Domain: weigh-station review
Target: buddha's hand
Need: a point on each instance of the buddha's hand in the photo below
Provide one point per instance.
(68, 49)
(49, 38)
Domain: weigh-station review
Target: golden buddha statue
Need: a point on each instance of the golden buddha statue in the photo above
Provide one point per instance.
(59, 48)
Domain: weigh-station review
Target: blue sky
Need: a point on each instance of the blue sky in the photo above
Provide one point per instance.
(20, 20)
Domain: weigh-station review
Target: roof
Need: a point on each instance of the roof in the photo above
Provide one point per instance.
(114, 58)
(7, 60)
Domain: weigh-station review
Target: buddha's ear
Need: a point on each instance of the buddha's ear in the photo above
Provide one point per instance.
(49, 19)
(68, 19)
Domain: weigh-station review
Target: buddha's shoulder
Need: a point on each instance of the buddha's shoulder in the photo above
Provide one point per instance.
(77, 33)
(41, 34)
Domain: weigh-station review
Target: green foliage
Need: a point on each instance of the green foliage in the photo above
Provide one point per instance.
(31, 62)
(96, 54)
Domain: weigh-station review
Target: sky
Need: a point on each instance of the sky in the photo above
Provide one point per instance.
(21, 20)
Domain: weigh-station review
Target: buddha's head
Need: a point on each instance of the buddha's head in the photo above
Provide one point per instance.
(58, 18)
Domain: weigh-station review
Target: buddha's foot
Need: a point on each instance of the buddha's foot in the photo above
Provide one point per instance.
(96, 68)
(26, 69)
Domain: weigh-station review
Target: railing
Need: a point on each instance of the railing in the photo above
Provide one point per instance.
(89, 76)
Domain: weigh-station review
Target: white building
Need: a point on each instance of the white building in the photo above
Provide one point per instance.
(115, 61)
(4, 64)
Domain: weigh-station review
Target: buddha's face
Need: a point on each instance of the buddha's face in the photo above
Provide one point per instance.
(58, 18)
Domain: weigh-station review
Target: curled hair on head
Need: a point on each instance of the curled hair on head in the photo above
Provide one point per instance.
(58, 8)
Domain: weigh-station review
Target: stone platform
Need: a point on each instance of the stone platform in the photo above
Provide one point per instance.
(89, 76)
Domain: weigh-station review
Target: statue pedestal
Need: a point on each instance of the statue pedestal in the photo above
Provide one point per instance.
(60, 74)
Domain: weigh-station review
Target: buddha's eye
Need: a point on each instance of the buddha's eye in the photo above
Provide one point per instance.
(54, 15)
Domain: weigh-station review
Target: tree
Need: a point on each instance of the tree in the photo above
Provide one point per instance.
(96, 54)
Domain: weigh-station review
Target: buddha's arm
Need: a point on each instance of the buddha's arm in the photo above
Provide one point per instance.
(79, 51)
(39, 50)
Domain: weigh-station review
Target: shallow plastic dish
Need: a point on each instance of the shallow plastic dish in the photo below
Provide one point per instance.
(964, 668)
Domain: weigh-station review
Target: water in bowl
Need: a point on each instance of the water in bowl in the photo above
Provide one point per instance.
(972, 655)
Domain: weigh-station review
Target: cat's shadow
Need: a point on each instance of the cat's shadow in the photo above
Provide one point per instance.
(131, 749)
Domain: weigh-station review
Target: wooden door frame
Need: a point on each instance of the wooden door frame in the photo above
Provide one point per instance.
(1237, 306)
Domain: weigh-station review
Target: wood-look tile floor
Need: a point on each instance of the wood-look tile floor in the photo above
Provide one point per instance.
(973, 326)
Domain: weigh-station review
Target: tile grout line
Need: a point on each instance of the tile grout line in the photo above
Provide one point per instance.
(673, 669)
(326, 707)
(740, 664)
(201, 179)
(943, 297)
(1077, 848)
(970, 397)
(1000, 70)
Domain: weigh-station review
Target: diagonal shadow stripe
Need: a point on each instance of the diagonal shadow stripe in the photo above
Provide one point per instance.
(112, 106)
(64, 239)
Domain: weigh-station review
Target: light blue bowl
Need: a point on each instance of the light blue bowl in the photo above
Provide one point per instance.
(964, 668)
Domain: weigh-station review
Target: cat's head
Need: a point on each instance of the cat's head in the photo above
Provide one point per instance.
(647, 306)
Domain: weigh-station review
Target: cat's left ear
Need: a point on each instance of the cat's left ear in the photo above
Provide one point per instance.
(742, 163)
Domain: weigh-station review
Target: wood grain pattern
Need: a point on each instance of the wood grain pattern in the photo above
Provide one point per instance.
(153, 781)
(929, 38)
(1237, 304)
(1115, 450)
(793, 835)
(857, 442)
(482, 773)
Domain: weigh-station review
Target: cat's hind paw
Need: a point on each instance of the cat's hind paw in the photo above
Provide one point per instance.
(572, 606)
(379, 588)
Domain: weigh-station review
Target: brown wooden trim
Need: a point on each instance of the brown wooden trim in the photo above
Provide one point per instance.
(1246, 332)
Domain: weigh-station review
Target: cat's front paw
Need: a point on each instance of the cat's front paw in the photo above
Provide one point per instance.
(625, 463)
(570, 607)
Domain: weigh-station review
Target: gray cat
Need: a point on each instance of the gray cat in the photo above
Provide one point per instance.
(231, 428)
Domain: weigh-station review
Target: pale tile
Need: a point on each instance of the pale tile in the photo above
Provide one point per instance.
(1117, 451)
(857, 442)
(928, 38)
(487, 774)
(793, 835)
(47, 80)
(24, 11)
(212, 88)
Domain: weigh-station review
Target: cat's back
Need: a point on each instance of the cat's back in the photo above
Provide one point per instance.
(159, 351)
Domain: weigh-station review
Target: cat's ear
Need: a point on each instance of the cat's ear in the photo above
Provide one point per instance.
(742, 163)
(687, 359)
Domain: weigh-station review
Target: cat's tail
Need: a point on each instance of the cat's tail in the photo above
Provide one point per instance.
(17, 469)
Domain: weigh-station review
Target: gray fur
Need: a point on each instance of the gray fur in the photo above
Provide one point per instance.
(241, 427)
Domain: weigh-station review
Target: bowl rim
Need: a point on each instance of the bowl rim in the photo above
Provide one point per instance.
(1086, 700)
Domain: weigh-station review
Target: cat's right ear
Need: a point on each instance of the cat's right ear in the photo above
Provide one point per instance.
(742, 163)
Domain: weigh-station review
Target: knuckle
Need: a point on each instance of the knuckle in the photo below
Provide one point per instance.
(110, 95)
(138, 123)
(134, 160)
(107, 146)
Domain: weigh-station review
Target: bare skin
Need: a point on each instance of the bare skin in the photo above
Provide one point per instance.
========
• **Task to carry out**
Only the lines from the beginning of the material above through the line with "Target: buddha's ear" are wanted; extract them exactly.

• **Expected answer**
Domain: weigh-station review
Target: buddha's hand
Need: a point on each instance of the buddha's hand in the photo below
Provide one point per instance.
(68, 49)
(49, 38)
Domain: weigh-station review
Target: golden buddha statue
Need: a point on each instance of the golden buddha statue in the photo above
Provide one point per instance.
(59, 48)
Domain: weigh-station review
Target: blue sky
Need: a point on each instance of the blue sky in the photo above
Provide one point per instance.
(20, 20)
Domain: weigh-station review
Target: roof
Need: a point on each instance of the roof in the photo above
Provide one point per instance.
(114, 58)
(7, 60)
Domain: weigh-station review
Target: buddha's ear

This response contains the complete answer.